Please quote the part of the passage on green tea polyphenols that opens with the words containing "The polyphenols found" and closes with "1999, 125, 589-97).".

━━━ READING PASSAGE

The polyphenols found in green tea extracts are (−)-epicatechin (EC), (−)-epigallocatechin (EGC), (−)-epicatechin-3-gallate (ECG) and (−)-epigallocatechin-3-gallate (EGCG). In particular, (−)-EGCG, the most abundant catechin, was found to be chemopreventive and anticancer agent among the green tea catechins (GTCs) (4. Fujiki, H. J Cancer Res Clin Oncol. 1999, 125, 589-97).
Proteasome is a large protein complex with multicatalytic activities that are responsible for the degradation of not only obsolete and misfolded proteins, but also regulatory proteins involved in cell cycle and apoptosis. In proteasome-dependent proteolysis, ubiquitin is first conjugated to the substrate, followed by degradation of the substrate and recycling of the amino acids and ubiquitin. The ubiquitin/proteasome-dependent degradation pathway plays an essential role in up-regulation of cell proliferation, down-regulation of cell death, and development of drug resistance in human tumor cells. Therefore, proteasome inhibitors show great potential as novel anticancer drugs (Dou, Q. P.; Li, B. Drug Resist Update 1999, 2, 215-23). It has been shown that natural (−)-EGCG and synthetically derived (+)-EGCG are potent inhibitors of the proteasomal chymotrypsin activity, leading to growth arrest and/or apoptosis (Smith, D. M.; Wang, Z.; Kazi, A.; Li, L.; Chan, T. H.; Dou, Q. P. Mol Med 2002, 8: 382-92.). US patent publication no. 20040110790 (Zaveri et al.) describes synthetic analogs of green tea polyphenols as chemotherapeutic and chemopreventive agents, but the synthesis provided only racemic compounds, and do not use natural occurring catechins derived from green tea.

━━━━━━
━━━ THE DATA

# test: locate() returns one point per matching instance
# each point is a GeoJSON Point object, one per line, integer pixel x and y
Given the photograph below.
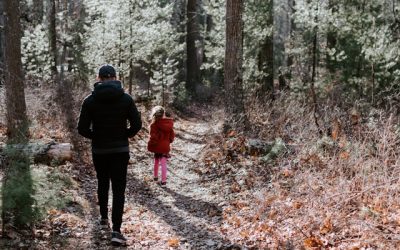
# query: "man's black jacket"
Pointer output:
{"type": "Point", "coordinates": [104, 117]}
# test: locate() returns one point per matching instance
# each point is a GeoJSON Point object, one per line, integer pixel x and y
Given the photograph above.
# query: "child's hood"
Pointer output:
{"type": "Point", "coordinates": [165, 124]}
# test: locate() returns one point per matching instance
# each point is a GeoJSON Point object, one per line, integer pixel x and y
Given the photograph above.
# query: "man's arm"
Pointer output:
{"type": "Point", "coordinates": [135, 121]}
{"type": "Point", "coordinates": [85, 121]}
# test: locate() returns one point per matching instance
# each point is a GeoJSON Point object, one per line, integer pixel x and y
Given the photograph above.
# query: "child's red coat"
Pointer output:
{"type": "Point", "coordinates": [161, 135]}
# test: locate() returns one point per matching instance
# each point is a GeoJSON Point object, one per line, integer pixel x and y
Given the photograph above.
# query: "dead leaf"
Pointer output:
{"type": "Point", "coordinates": [313, 243]}
{"type": "Point", "coordinates": [173, 242]}
{"type": "Point", "coordinates": [327, 227]}
{"type": "Point", "coordinates": [232, 133]}
{"type": "Point", "coordinates": [336, 129]}
{"type": "Point", "coordinates": [344, 155]}
{"type": "Point", "coordinates": [297, 204]}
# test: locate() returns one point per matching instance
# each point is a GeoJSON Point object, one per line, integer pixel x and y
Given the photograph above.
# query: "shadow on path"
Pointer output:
{"type": "Point", "coordinates": [198, 208]}
{"type": "Point", "coordinates": [197, 236]}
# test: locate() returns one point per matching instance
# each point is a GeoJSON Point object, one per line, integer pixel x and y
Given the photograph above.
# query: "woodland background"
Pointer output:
{"type": "Point", "coordinates": [306, 91]}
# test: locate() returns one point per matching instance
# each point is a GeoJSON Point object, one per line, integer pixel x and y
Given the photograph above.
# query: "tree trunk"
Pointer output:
{"type": "Point", "coordinates": [192, 33]}
{"type": "Point", "coordinates": [266, 61]}
{"type": "Point", "coordinates": [234, 106]}
{"type": "Point", "coordinates": [331, 39]}
{"type": "Point", "coordinates": [38, 11]}
{"type": "Point", "coordinates": [1, 42]}
{"type": "Point", "coordinates": [14, 83]}
{"type": "Point", "coordinates": [53, 36]}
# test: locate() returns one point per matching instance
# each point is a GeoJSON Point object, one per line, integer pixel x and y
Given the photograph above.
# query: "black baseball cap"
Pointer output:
{"type": "Point", "coordinates": [107, 71]}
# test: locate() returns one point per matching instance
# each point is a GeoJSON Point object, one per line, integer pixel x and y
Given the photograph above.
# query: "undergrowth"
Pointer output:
{"type": "Point", "coordinates": [339, 190]}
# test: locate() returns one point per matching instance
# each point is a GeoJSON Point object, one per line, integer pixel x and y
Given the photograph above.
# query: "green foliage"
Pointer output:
{"type": "Point", "coordinates": [18, 189]}
{"type": "Point", "coordinates": [50, 185]}
{"type": "Point", "coordinates": [35, 52]}
{"type": "Point", "coordinates": [258, 28]}
{"type": "Point", "coordinates": [365, 51]}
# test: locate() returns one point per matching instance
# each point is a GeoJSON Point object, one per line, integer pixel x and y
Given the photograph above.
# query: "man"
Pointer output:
{"type": "Point", "coordinates": [103, 119]}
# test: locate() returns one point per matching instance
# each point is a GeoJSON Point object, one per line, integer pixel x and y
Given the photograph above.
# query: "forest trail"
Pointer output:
{"type": "Point", "coordinates": [185, 214]}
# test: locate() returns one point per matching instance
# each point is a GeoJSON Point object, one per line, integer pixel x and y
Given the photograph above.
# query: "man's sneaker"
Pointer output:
{"type": "Point", "coordinates": [117, 239]}
{"type": "Point", "coordinates": [104, 224]}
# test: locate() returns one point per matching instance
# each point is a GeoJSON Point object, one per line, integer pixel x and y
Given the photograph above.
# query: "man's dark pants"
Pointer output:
{"type": "Point", "coordinates": [111, 167]}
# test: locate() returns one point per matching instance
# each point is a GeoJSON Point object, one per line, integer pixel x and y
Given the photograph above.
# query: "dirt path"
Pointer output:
{"type": "Point", "coordinates": [185, 214]}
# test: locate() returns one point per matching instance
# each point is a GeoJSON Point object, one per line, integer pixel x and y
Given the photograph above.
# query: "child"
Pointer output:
{"type": "Point", "coordinates": [161, 135]}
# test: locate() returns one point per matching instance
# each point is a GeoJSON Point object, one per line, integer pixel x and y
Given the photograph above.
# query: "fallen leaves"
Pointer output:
{"type": "Point", "coordinates": [173, 242]}
{"type": "Point", "coordinates": [313, 243]}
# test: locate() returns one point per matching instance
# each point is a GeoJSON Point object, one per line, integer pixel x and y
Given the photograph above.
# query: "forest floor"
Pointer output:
{"type": "Point", "coordinates": [335, 192]}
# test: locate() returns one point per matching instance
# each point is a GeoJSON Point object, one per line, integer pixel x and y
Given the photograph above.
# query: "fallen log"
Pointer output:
{"type": "Point", "coordinates": [41, 152]}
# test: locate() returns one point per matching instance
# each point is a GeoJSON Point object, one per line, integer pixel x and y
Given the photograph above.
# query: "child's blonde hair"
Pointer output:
{"type": "Point", "coordinates": [156, 113]}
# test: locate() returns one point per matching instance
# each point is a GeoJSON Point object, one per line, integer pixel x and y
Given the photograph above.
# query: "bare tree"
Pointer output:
{"type": "Point", "coordinates": [14, 83]}
{"type": "Point", "coordinates": [192, 34]}
{"type": "Point", "coordinates": [234, 106]}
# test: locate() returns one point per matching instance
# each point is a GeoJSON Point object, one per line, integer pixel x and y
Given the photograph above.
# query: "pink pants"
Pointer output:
{"type": "Point", "coordinates": [163, 161]}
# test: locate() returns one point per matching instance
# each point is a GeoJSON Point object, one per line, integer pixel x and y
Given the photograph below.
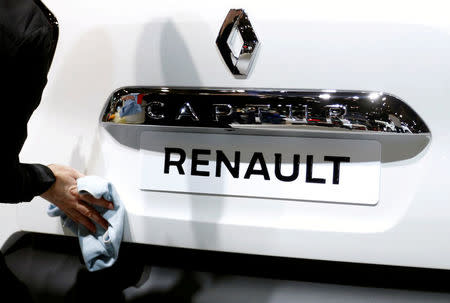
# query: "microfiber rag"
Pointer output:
{"type": "Point", "coordinates": [130, 107]}
{"type": "Point", "coordinates": [99, 250]}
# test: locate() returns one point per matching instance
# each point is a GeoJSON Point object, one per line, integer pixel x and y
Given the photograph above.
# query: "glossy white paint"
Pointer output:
{"type": "Point", "coordinates": [400, 47]}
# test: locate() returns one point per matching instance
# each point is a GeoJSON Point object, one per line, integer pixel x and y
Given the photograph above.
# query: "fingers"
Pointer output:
{"type": "Point", "coordinates": [81, 219]}
{"type": "Point", "coordinates": [99, 202]}
{"type": "Point", "coordinates": [89, 212]}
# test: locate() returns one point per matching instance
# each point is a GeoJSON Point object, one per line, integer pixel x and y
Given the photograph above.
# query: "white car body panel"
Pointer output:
{"type": "Point", "coordinates": [401, 47]}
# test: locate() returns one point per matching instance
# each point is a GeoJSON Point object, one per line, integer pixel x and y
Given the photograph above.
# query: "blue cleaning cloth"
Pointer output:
{"type": "Point", "coordinates": [130, 107]}
{"type": "Point", "coordinates": [102, 249]}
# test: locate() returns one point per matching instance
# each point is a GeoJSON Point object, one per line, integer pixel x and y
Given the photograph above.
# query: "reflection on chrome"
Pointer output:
{"type": "Point", "coordinates": [237, 42]}
{"type": "Point", "coordinates": [263, 108]}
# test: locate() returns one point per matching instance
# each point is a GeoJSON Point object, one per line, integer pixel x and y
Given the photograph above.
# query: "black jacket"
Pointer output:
{"type": "Point", "coordinates": [28, 37]}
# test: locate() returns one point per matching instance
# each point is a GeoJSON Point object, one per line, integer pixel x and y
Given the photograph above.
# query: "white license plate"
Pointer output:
{"type": "Point", "coordinates": [308, 169]}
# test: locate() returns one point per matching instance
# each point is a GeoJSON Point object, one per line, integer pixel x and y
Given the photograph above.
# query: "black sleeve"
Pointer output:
{"type": "Point", "coordinates": [26, 63]}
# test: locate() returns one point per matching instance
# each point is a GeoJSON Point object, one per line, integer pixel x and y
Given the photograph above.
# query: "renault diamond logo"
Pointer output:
{"type": "Point", "coordinates": [237, 42]}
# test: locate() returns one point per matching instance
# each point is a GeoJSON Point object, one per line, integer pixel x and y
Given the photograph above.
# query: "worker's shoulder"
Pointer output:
{"type": "Point", "coordinates": [20, 18]}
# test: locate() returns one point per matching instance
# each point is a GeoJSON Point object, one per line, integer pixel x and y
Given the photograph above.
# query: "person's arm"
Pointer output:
{"type": "Point", "coordinates": [25, 62]}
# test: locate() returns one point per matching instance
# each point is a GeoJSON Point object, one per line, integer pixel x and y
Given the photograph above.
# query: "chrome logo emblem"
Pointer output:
{"type": "Point", "coordinates": [237, 43]}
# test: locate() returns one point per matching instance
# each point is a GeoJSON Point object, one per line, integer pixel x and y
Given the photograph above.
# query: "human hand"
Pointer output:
{"type": "Point", "coordinates": [64, 194]}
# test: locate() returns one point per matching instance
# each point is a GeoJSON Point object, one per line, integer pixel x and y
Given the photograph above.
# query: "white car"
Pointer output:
{"type": "Point", "coordinates": [218, 163]}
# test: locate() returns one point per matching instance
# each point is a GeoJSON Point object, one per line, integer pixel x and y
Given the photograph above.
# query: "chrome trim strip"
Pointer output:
{"type": "Point", "coordinates": [263, 109]}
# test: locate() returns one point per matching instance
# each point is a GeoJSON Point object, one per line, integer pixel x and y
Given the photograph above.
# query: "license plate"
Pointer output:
{"type": "Point", "coordinates": [307, 169]}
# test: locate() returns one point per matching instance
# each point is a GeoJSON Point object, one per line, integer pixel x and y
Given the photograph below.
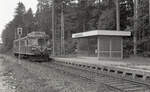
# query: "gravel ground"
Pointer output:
{"type": "Point", "coordinates": [31, 77]}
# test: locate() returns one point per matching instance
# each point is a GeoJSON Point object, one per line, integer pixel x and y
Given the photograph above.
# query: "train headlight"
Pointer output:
{"type": "Point", "coordinates": [33, 48]}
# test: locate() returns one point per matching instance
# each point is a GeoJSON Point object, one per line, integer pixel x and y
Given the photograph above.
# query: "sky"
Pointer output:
{"type": "Point", "coordinates": [7, 10]}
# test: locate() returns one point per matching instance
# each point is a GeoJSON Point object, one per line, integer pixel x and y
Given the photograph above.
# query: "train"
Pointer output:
{"type": "Point", "coordinates": [35, 46]}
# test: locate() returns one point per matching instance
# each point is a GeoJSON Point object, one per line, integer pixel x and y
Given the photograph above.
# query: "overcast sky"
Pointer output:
{"type": "Point", "coordinates": [7, 10]}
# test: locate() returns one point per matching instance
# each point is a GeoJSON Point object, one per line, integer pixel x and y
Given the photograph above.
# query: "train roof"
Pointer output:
{"type": "Point", "coordinates": [34, 34]}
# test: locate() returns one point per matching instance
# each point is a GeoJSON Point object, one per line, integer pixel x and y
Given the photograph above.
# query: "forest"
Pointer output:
{"type": "Point", "coordinates": [80, 16]}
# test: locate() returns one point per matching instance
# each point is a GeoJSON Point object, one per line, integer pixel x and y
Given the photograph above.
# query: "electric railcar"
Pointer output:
{"type": "Point", "coordinates": [34, 46]}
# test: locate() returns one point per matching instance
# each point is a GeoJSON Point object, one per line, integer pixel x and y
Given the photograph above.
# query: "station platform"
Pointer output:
{"type": "Point", "coordinates": [134, 65]}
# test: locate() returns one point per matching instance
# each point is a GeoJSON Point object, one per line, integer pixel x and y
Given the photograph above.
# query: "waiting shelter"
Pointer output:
{"type": "Point", "coordinates": [101, 43]}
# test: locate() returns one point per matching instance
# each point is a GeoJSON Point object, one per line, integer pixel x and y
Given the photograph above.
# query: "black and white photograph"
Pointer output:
{"type": "Point", "coordinates": [75, 46]}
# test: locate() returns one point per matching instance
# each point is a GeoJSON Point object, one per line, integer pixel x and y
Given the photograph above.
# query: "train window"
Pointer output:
{"type": "Point", "coordinates": [32, 41]}
{"type": "Point", "coordinates": [41, 41]}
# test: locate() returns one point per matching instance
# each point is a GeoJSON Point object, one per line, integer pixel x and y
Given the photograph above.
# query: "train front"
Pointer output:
{"type": "Point", "coordinates": [41, 48]}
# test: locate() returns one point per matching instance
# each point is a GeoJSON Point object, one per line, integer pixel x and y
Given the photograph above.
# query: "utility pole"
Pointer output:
{"type": "Point", "coordinates": [118, 14]}
{"type": "Point", "coordinates": [149, 11]}
{"type": "Point", "coordinates": [135, 26]}
{"type": "Point", "coordinates": [53, 26]}
{"type": "Point", "coordinates": [62, 31]}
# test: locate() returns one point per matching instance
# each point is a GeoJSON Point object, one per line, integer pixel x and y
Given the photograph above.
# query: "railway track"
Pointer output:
{"type": "Point", "coordinates": [115, 83]}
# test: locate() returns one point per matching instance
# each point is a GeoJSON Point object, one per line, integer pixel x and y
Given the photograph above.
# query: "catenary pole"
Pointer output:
{"type": "Point", "coordinates": [62, 30]}
{"type": "Point", "coordinates": [53, 26]}
{"type": "Point", "coordinates": [149, 11]}
{"type": "Point", "coordinates": [135, 26]}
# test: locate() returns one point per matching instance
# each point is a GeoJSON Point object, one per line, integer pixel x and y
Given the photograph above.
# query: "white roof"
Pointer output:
{"type": "Point", "coordinates": [101, 33]}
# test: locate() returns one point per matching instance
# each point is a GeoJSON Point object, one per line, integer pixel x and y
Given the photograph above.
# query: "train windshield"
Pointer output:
{"type": "Point", "coordinates": [42, 42]}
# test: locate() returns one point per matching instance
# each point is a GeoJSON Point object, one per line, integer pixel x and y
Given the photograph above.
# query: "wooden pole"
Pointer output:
{"type": "Point", "coordinates": [135, 26]}
{"type": "Point", "coordinates": [53, 27]}
{"type": "Point", "coordinates": [62, 30]}
{"type": "Point", "coordinates": [118, 14]}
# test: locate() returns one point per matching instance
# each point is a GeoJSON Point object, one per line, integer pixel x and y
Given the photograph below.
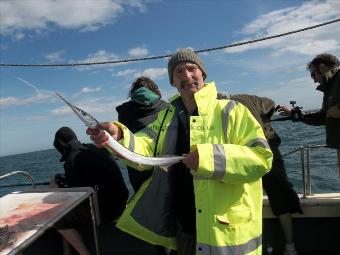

━━━━━━

YOUR RESPONSE
The polyphenols found in green tea extracts are (−)-epicatechin (EC), (−)-epigallocatechin (EGC), (−)-epicatechin-3-gallate (ECG) and (−)-epigallocatechin-3-gallate (EGCG). In particular, (−)-EGCG, the most abundant catechin, was found to be chemopreventive and anticancer agent among the green tea catechins (GTCs) (4. Fujiki, H. J Cancer Res Clin Oncol. 1999, 125, 589-97).